*Aim of the exercise:* In the records that follow, show each line where the word "distant" is present.

*Records for the exercise:*
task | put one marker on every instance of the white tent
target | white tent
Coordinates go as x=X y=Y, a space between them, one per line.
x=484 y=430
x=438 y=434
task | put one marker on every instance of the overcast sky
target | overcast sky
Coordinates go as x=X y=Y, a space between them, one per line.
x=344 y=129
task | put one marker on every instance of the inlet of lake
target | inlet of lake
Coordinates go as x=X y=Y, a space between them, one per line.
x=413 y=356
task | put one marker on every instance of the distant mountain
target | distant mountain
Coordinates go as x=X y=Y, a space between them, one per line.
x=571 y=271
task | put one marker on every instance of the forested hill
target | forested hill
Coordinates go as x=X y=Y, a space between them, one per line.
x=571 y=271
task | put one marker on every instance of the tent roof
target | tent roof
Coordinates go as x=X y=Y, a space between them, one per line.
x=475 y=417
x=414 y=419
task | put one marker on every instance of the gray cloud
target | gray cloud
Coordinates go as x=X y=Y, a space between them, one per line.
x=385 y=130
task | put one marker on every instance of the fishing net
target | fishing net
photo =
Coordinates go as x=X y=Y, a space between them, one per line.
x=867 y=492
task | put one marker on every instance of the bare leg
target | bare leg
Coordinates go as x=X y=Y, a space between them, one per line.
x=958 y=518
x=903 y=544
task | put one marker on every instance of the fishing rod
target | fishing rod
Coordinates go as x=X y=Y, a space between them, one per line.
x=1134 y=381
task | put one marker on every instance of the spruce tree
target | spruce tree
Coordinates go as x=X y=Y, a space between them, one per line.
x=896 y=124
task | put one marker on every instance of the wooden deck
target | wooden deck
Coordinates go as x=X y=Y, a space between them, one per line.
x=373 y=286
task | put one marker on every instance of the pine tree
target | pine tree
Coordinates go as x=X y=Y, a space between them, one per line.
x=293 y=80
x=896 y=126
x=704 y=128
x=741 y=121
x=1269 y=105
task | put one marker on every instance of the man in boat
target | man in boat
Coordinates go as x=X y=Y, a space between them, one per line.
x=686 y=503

*Your response:*
task | put one marker on every instance of the distant mountain
target | distant mountain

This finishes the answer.